(SELECTED TEXT):

Second, rapid expansion in the past in the property market and excessive investment in infrastructure resulted in elevated debt levels, notably among property developers, local governments, and local government financing vehicles. Against this backdrop, adjustment in the property market is warranted. The challenge is to minimize the overall economic costs from the adjustment and contain its macro financial risks. In this regard, we welcome the greater focus by the authorities on addressing the risks emanating from the property sector, from local government debt, and from small and medium banks, including at the recently concluded Central Financial World Conference.

Addressing these issues effectively will require implementation of a comprehensive policy package. For the real estate sector, such a policy package will require accelerating exits of nonviable property developers, removing impediments to housing price adjustments, and increasing central government funding for housing completion, among other measures.

For local government debt distress, the central government should pursue coordinated fiscal framework reforms and balance sheet restructuring to reduce the debt levels of local government financing vehicles. Tax policy measures are needed to close local government financing fiscal gaps. While improvements to local government's fiscal transparency and risk monitoring are necessary to prevent new vulnerabilities from emerging. As financial stability risks are elevated and still rising, strict application of prudential policies, and a strengthened framework for banks will be essential.

Third, supportive macroeconomic policies should be used to bolster activity amid the ongoing property sector adjustment. A reorientation of fiscal expenditures towards households and additional monetary policy easing, via interest rates, would support growth and investment. Greater exchange rate flexibility would help absorb external shocks and strengthen monetary policy transmission.

(EXTRACTED INFORMATION):
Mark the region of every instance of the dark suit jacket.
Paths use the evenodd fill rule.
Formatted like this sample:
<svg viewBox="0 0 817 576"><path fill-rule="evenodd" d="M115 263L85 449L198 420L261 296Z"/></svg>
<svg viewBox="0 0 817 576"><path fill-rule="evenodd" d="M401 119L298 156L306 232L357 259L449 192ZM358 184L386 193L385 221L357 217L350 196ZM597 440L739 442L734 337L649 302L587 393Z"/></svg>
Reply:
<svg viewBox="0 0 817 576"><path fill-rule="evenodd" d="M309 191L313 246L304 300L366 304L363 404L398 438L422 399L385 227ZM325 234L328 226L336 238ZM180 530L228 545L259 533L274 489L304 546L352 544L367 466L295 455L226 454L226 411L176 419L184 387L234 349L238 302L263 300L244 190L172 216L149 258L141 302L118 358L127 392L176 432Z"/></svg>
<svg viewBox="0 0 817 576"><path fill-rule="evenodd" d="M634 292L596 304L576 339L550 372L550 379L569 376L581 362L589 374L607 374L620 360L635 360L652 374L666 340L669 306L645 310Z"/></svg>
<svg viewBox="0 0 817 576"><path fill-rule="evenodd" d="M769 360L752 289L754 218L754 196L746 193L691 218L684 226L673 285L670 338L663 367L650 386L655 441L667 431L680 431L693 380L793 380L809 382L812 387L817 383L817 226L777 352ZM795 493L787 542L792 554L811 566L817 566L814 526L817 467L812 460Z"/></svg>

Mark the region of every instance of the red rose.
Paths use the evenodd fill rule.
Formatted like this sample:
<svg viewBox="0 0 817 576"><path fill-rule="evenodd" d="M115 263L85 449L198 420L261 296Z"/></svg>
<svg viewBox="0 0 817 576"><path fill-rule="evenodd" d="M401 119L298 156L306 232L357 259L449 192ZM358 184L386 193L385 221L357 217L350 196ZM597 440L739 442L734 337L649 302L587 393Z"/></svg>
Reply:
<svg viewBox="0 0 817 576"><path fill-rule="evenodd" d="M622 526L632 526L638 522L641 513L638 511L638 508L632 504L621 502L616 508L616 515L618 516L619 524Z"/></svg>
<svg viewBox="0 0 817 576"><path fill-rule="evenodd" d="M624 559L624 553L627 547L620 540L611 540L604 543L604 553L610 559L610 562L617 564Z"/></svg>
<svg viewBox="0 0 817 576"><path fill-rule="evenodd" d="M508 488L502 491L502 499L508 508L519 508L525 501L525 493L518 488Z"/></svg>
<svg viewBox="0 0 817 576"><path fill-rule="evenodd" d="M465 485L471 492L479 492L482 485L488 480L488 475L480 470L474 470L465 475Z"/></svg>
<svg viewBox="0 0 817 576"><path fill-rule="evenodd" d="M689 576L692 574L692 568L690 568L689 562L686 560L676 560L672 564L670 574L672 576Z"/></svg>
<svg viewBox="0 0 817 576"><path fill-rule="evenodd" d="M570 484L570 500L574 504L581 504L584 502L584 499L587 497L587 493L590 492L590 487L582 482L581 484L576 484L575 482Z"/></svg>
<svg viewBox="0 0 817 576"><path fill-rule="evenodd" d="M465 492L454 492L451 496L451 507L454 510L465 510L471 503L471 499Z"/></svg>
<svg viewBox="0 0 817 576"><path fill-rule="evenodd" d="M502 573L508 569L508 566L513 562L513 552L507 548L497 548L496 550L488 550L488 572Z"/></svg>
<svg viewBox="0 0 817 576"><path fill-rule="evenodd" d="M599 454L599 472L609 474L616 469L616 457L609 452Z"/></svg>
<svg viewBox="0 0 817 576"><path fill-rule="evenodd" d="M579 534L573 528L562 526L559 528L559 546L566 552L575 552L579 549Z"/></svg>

(STUDY QUESTIONS):
**1.** From the text on property and debt policy, list the sources of risk on which the authorities have placed greater focus.
**2.** Summarize the text on property and debt policy in two sentences.
**3.** Answer these questions from the text on property and debt policy.
(a) What is the name of the recently concluded conference?
(b) What measures are needed to close local government financing fiscal gaps?
(c) What would help absorb external shocks and strengthen monetary policy transmission?

(RESPONSES IN ORDER):
**1.**
- The property sector
- Local government debt
- Small and medium banks

**2.** Past rapid expansion in the property market and excessive infrastructure investment raised debt among property developers, local governments, and local government financing vehicles, so a property market adjustment is warranted and should be managed with a comprehensive policy package to minimize economic costs and contain macro financial risks. That package includes faster exits of nonviable developers, fiscal framework reforms and balance sheet restructuring for local government debt, strict prudential policies for banks, and supportive macroeconomic policies such as fiscal reorientation towards households, monetary easing, and greater exchange rate flexibility.

**3.**
(a) The Central Financial World Conference.
(b) Tax policy measures.
(c) Greater exchange rate flexibility.